Affichez chaque ligne des enregistrements qui contient le mot « negative ».

::::::

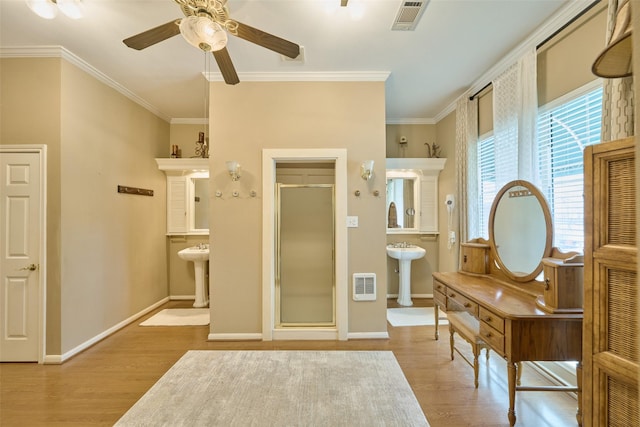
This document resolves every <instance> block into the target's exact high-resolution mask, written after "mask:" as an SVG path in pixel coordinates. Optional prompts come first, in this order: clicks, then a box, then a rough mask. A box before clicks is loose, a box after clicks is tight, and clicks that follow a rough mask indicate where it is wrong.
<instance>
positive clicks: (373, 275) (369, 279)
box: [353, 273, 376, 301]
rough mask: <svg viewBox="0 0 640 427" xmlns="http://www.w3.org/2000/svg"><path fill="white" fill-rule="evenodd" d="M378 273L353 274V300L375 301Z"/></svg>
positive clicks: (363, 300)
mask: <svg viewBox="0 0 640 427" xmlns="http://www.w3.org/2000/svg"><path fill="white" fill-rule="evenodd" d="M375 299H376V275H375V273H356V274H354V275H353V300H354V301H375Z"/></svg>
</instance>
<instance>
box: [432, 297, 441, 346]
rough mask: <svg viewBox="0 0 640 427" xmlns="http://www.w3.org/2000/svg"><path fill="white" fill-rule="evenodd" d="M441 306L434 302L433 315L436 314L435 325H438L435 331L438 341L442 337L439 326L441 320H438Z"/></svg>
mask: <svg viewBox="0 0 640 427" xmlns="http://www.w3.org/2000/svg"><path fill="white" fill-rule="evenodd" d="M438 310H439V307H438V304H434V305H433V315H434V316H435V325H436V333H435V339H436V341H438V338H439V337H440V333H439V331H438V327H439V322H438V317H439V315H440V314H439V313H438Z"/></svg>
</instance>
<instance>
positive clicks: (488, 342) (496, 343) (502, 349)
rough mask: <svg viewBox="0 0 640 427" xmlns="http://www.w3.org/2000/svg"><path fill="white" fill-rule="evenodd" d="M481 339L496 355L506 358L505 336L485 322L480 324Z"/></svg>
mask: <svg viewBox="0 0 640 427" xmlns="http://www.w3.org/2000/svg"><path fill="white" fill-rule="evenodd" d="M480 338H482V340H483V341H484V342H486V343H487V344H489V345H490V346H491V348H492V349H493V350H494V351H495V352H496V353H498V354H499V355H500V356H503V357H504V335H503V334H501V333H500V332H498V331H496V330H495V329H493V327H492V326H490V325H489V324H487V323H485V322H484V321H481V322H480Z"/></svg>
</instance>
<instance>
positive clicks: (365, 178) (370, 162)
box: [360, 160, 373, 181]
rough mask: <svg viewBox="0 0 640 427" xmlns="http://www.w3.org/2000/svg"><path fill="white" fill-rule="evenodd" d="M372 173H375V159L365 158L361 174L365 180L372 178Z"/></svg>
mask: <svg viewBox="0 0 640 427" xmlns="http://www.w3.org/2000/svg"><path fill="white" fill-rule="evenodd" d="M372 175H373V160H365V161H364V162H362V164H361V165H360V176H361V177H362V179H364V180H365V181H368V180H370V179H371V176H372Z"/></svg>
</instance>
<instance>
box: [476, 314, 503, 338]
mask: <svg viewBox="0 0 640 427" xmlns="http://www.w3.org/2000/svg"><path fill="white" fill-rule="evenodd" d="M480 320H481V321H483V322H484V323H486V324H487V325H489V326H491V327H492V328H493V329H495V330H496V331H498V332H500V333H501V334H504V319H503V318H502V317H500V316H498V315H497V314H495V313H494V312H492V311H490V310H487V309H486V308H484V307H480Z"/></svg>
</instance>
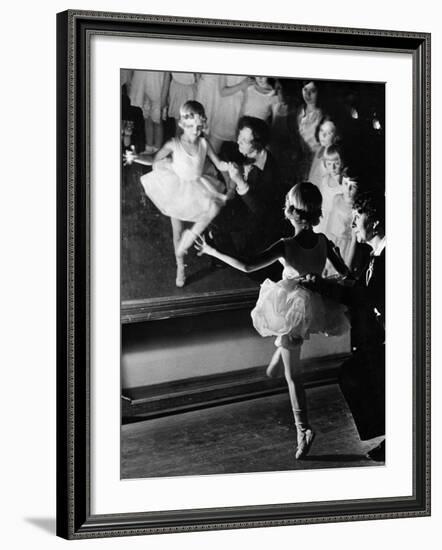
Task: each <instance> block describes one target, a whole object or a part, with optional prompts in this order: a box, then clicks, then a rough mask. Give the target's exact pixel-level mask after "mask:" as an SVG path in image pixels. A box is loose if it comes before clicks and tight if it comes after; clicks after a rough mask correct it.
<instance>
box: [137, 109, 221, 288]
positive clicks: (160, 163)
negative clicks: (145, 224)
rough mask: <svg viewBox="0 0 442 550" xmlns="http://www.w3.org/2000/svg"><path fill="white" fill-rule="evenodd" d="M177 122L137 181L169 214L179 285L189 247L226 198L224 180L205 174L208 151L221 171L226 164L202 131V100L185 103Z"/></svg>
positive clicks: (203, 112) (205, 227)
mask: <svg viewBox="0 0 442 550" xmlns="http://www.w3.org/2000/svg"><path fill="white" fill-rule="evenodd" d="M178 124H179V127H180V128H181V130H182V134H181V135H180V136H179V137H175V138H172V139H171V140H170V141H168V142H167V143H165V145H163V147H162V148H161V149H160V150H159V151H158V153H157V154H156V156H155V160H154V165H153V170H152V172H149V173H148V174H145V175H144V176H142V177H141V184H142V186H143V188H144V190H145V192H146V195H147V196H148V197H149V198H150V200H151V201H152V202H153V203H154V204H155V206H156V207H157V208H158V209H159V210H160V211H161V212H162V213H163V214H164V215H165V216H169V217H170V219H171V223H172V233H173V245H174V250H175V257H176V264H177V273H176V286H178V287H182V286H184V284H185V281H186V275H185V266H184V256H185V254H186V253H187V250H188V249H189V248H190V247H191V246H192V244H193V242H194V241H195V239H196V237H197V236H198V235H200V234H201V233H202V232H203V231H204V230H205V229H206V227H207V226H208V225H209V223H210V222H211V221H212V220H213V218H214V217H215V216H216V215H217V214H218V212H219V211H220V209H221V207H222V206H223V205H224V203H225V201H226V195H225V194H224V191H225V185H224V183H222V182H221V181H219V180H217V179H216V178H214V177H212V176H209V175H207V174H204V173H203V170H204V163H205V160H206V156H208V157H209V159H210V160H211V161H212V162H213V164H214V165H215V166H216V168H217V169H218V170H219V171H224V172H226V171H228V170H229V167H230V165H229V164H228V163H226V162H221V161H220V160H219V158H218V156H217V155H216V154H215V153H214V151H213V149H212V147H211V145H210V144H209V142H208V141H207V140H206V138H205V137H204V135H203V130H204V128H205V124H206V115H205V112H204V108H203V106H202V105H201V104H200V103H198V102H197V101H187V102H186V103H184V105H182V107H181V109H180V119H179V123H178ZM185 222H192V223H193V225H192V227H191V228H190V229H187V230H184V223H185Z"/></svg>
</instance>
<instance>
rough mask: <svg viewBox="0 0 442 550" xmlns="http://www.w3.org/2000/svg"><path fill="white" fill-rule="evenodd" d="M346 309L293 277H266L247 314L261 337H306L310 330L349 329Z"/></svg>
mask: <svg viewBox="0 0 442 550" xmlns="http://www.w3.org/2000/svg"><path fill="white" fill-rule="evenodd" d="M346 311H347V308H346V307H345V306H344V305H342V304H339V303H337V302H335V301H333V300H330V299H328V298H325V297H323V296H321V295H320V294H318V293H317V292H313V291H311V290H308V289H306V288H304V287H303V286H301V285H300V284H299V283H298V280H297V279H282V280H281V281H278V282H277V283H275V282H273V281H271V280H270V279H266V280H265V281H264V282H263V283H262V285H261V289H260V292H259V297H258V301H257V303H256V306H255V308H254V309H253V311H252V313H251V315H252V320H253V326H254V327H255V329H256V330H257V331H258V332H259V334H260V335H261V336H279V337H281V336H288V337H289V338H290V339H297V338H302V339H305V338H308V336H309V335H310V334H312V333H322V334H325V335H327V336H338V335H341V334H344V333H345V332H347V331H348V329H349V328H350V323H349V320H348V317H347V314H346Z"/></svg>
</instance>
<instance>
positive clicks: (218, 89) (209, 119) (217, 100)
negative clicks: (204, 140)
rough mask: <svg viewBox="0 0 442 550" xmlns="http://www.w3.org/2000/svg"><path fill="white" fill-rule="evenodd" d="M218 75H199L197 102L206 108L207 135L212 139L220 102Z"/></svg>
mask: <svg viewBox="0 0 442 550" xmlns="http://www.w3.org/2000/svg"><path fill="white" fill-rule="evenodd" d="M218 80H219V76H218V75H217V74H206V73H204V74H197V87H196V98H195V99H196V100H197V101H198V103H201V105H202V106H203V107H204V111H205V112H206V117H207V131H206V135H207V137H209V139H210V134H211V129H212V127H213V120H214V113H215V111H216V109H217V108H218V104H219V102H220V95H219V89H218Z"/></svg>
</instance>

::::::

## RÉSULTAT
negative clicks: (145, 224)
negative clicks: (204, 140)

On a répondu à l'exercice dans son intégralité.